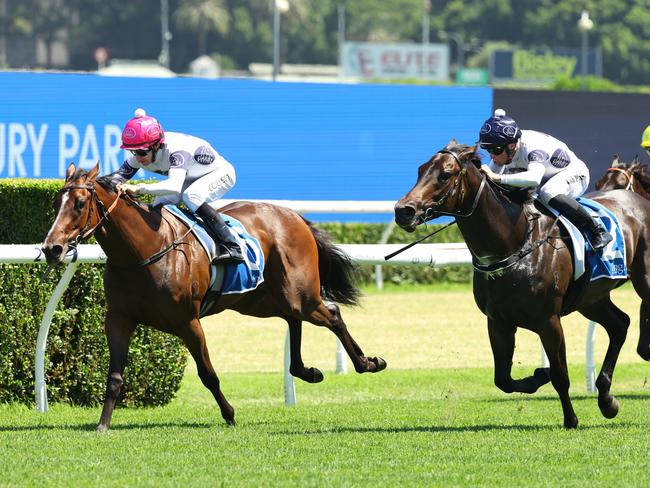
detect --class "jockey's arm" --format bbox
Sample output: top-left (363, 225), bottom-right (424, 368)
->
top-left (134, 168), bottom-right (187, 197)
top-left (499, 162), bottom-right (546, 188)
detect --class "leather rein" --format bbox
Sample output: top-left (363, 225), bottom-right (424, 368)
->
top-left (607, 168), bottom-right (635, 191)
top-left (424, 149), bottom-right (557, 274)
top-left (424, 149), bottom-right (486, 222)
top-left (63, 184), bottom-right (195, 267)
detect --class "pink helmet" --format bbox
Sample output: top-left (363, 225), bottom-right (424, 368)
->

• To be done
Please copy out every line of the listing above word for word, leaving out the pictures.

• Right answer
detect --class "jockey's arm" --format bbox
Sample output: top-left (363, 225), bottom-right (424, 368)
->
top-left (134, 168), bottom-right (187, 197)
top-left (499, 162), bottom-right (546, 188)
detect --class "leather rein" --format bbox
Sample output: top-left (363, 225), bottom-right (424, 368)
->
top-left (607, 168), bottom-right (635, 191)
top-left (424, 149), bottom-right (557, 274)
top-left (424, 149), bottom-right (486, 222)
top-left (63, 184), bottom-right (195, 267)
detect --class "pink helmet" --format bbox
Sample output: top-left (363, 225), bottom-right (424, 368)
->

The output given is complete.